Fragmento del documento.
○ ○ ○ ○ ○ ○ ○

Vivencias de Uzturre con el Lehendakari Agirre

Viernes 17 de abril de 2020

El tolosarra Jesús Insausti tomó como seudónimo el nombre del monte de su pueblo “Uzturre”. Periodista, escritor, activista del euskera, sindicalista, encarcelado, presidente del EBB, de la Fundación Sabino Arana, buena  gente. Él nos contaba cosas de Agirre, Rezola, Landaburu y Leizaola. Lamento no haberle grabado en su día más vivencias, aunque tengo estas que expongo a continuación del bueno de  Uzturre con y sobre Agirre.

En Bilbao, en el barrio de Matiko, hay una plaza que lleva su nombre y que el año pasado el ayuntamiento remodeló de arriba abajo quedando un espacio diáfano en un lugar empinado. Un buen trabajo.

Nos contaba Jesús.

“Andaba yo por mis 20 años cuando conocí al que iba a ser el primer Lehendakari  de los vascos. Fue en Tolosa, en mi pueblo. Allá por el año 32. No me imaginaba  entonces ni por lo más remoto lo que José Antonio de Agirre iba a signi­ficar en mi vida.

Fueron los años 30 después de la dictadura del General Primo de Rivera de un intenso renacer de la vida vasca en to­dos los dominios empezando por el del Partido Nacionalista Vasco. Y en aquel renacer de ilusión y de esperanza descolló la figura joven y deportiva de José Antonio de Agirre que se convirtió como por arte de magia en el conductor de un pueblo.

José Antonio iba mucho a Tolosa camino de Amasa.  Aquí, en el caserío-restaurante «Aranzabi» solía reunirse con sus compañeros nacionalistas del Partido en el parla­mento de Madrid y con los miembros de Euzkadi Buru Batzar. Todo un grupo de ilustres tolosarras solían estar también en aquellas reuniones. Aitzol, Pepe Eizagirre, Ló­pez Mendizabal, Doroteo Ziaurritz, Juan Antonio Irazusta…

En «Aranzabi» se fraguó una parte importante de la política del Partido Nacionalista durante aquellos años y se discutieron los temas políticos que luego desarrollaba José Antonio en los deliciosos artículos que llevaban la firma de «Etxenagusia» y también de allí salieron no pocos de los editoriales dominicales en euskera que aparecían en «El Día» de Donostia con la firma de «Jon Andoni» que era el diputado en el Congreso José An­tonio Irazusta.

Uzturre nos comentaba que no sabía como estaba  «Aranzabi

Tampoco quiero saberlo. Me lo imagino siempre tal como me ha acompaña­do su recuerdo en los largos años de cárcel y de exilio: un caserío como tantos otros de nuestro país, que sin dejar de ser caserío, estaba acondicionado para restaurante y cuya cocina era de las mejores del país.

Según me han dicho, los dueños de «Aranzabi» conser­van como un museo la pieza donde José Antonio de Agirre se reunía con sus amigos. ¡Qué gusto daba estar allí cuando cantaba o alborotaba el viento en la chimenea y cuando lle­gaban al interior en invierno los ecos de una tormenta o tam­borileaba la lluvia en los cristales!

○ ○ ○ ○ ○ ○ ○

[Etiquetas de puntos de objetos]
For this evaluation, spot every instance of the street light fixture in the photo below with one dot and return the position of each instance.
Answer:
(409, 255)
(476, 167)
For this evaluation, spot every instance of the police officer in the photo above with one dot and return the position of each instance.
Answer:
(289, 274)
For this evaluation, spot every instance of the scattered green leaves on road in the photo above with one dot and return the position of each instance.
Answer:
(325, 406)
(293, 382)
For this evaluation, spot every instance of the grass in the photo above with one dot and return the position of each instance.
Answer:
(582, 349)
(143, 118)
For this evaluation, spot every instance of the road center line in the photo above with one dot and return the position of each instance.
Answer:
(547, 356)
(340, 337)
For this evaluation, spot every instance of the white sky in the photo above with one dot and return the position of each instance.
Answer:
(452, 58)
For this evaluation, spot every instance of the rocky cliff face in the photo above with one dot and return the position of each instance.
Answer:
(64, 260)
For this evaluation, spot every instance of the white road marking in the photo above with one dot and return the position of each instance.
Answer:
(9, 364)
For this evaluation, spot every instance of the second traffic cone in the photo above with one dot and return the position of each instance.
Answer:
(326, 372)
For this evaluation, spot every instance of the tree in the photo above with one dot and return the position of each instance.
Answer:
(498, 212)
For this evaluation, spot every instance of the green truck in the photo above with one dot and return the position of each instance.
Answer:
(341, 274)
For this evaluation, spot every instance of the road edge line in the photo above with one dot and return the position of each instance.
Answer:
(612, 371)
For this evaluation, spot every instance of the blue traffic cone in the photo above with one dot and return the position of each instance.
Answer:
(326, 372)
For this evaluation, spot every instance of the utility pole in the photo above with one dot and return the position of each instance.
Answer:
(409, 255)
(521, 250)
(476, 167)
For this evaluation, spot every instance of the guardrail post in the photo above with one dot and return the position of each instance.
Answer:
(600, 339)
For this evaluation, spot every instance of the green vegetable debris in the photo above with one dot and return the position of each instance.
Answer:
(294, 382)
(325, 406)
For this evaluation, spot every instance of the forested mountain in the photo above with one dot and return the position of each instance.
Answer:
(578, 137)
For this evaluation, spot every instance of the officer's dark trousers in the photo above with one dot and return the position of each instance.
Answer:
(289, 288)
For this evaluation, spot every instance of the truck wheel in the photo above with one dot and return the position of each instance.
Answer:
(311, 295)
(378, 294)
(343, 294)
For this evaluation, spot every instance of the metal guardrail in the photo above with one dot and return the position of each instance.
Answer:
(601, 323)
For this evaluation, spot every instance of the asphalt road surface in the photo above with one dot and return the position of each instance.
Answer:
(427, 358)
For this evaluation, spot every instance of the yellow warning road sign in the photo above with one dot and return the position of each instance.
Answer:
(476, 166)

○ ○ ○ ○ ○ ○ ○

Ejercicio propuesto 1. En el texto sobre las vivencias de Uzturre con el Lehendakari Agirre, ¿qué firma llevaban los artículos que escribía José Antonio de Agirre?
Ejercicio propuesto 2. Prolonga el relato sobre las vivencias de Uzturre con el Lehendakari Agirre a partir de su última frase.
Los registros no hacen falta aquí.

Resultado del ejercicio 1. La firma de «Etxenagusia».

Resultado del ejercicio 2.
Y terminaba Uzturre.

No  sé si volveré a ver «Aranzabi». Poco me importa. Me acompañará siempre su recuerdo tal como era cuando conocí a José Antonio de Agirre en mi primera juventud y cuando ni por asomo podía pensar lo que ésta iba a signifi­car en mi vida.

Era en el año 1947. Acaso en el 1946. Hacía ya más de mes y medio que me encontraba preso en Madrid en los ca­labozos de la Dirección General de Seguridad.

Había caído en las garras de la Brigada Político-Social desde un atardecer en que dos policías, uno de ellos llamado Conesa, me echaron mano a punta de pistola en la madrile­ña calle del Arenal.

En lo militar, una vez procesado, dependía del Coronel Enrique Eymar Fernández, jefe de un tristemente célebre Juzgado Especial de Represión.

Una noche, o una madrugada, una pareja de guardias me llevaron a la oficina que el Coronel Eymar tenía en la Di­rección General de Seguridad. El Coronel me notificó que vista la gravedad de mi asunto el Consejo de Guerra se celebraría dentro de 48 horas allí mismo, en la Dirección Ge­neral de Seguridad.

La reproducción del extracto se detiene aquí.